* Start *

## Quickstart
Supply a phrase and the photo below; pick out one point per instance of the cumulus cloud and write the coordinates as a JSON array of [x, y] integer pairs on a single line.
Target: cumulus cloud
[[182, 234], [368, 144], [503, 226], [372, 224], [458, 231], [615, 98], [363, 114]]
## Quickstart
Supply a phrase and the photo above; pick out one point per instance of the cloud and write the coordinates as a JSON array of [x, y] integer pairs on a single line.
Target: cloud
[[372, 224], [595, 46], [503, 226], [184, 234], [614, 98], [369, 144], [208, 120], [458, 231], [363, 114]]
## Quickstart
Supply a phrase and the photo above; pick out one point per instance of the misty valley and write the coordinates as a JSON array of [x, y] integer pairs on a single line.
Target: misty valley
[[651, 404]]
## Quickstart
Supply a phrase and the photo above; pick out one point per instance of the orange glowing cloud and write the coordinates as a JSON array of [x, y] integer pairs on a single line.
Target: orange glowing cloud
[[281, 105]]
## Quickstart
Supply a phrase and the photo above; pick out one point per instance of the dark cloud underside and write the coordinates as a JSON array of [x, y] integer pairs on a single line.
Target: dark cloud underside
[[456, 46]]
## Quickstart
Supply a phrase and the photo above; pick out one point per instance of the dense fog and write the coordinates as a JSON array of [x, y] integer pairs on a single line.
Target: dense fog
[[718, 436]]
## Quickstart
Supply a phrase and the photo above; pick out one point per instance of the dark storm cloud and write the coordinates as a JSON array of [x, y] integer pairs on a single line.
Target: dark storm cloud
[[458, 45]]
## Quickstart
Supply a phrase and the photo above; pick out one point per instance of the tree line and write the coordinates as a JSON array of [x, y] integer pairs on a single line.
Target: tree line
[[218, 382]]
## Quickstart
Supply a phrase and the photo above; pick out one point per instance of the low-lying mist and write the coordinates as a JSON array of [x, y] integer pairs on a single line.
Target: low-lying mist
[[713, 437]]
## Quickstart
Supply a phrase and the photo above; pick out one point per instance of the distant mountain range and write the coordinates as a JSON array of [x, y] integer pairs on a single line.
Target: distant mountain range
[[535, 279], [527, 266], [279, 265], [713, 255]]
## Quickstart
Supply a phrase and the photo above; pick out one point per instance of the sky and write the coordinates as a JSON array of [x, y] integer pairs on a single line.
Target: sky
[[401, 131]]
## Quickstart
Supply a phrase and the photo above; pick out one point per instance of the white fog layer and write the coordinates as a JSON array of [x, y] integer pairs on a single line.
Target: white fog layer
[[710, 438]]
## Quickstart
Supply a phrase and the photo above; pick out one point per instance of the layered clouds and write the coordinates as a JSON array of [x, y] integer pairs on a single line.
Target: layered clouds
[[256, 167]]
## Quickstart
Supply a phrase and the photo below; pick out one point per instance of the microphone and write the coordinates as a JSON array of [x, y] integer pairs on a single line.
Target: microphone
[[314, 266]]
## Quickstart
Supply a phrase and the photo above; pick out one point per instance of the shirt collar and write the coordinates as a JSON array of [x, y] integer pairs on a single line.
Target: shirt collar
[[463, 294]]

* End *

__Your task__. Arrange every line of the listing above as a Markdown table with the columns Row and Line. Number the lines in order and leave out any blank ones.

__Task result__.
| Row | Line |
|---|---|
| 1 | ## Quickstart |
| 2 | Supply a phrase and the photo below; pick out one point per instance of the cumulus cloud and write the coordinates as a JSON array of [x, y] integer pairs on a single line. |
| 3 | Target: cumulus cloud |
| 4 | [[182, 234], [368, 144], [503, 226], [372, 224], [458, 231], [615, 98], [363, 114]] |
| 5 | ## Quickstart |
| 6 | Supply a phrase and the photo above; pick out one point per instance of the cloud and write the coordinates as a JSON array of [x, y] integer pairs on a single line. |
| 7 | Target: cloud |
| 8 | [[372, 224], [595, 46], [503, 226], [184, 234], [614, 98], [369, 144], [208, 120], [458, 231], [363, 114]] |
| 9 | ## Quickstart |
| 10 | Supply a phrase and the photo above; pick out one point per instance of the misty valley and write the coordinates as a JSON array of [x, y] integer pairs on a single line. |
| 11 | Target: misty valley |
| 12 | [[651, 404]] |
| 13 | ## Quickstart |
| 14 | Supply a phrase and the photo above; pick out one point per instance of the orange glowing cloud and write the coordinates as a JSON array of [x, y] integer pairs on a single line. |
| 15 | Target: orange glowing cloud |
| 16 | [[281, 105]] |
| 17 | ## Quickstart |
| 18 | Supply a phrase and the photo above; pick out one point per instance of the dark cloud underside and write the coordinates as a JSON array of [x, y] integer pairs on a single line. |
| 19 | Target: dark cloud underside |
| 20 | [[456, 46]] |
| 21 | ## Quickstart |
| 22 | Supply a phrase and the photo above; pick out one point per instance of the dense fog and write the coordinates as a JSON array of [x, y] integer pairs on a single line. |
| 23 | Target: dense fog |
| 24 | [[718, 436]] |
| 25 | ## Quickstart |
| 26 | Supply a phrase and the photo above; pick out one point per instance of the dark storm cloud and write the coordinates as a JSON array of [x, y] integer pairs on a single line. |
| 27 | Target: dark storm cloud |
| 28 | [[458, 45]] |
| 29 | ## Quickstart |
| 30 | Supply a phrase and the photo above; pick out one point per instance of the tree line and write the coordinates as a JSON array of [x, y] integer pairs on a single line. |
| 31 | Target: tree line |
| 32 | [[218, 382]] |
| 33 | ## Quickstart |
| 34 | Supply a phrase and the photo above; pick out one point per instance of the low-lying mist and write the coordinates as a JSON array of [x, y] integer pairs on a single line. |
| 35 | Target: low-lying mist |
| 36 | [[713, 437]] |
| 37 | ## Quickstart |
| 38 | Supply a phrase and the photo above; pick out one point per instance of the distant mountain range and write the coordinates as a JSON array of [x, y] integer pairs on a single line. |
| 39 | Target: distant mountain range |
| 40 | [[535, 279], [527, 266], [279, 265], [713, 255]] |
| 41 | ## Quickstart |
| 42 | Supply a phrase and the photo above; pick out one point per instance of the sky and write the coordinates as a JSON array of [x, y] integer pairs on a single line. |
| 43 | Target: sky |
| 44 | [[401, 131]] |
| 45 | ## Quickstart |
| 46 | Supply a phrase and the photo above; pick out one point per instance of the white fog layer and write the coordinates as a JSON array of [x, y] integer pairs on a single line. |
| 47 | Target: white fog layer |
| 48 | [[710, 438]] |
| 49 | ## Quickstart |
| 50 | Supply a phrase and the photo above; pick out one point per instance of the layered clouds and write the coordinates as a JSON array of [x, y] integer pairs on a single line. |
| 51 | Target: layered clouds |
| 52 | [[256, 167]] |
| 53 | ## Quickstart |
| 54 | Supply a phrase and the photo below; pick out one point per instance of the microphone and write the coordinates as a JSON array of [x, y] integer pairs on a single line. |
| 55 | Target: microphone |
| 56 | [[314, 266]] |
| 57 | ## Quickstart |
| 58 | Supply a phrase and the photo above; pick out one point per instance of the shirt collar and write the coordinates as a JSON array of [x, y] integer pairs on a single line. |
| 59 | Target: shirt collar |
| 60 | [[463, 294]] |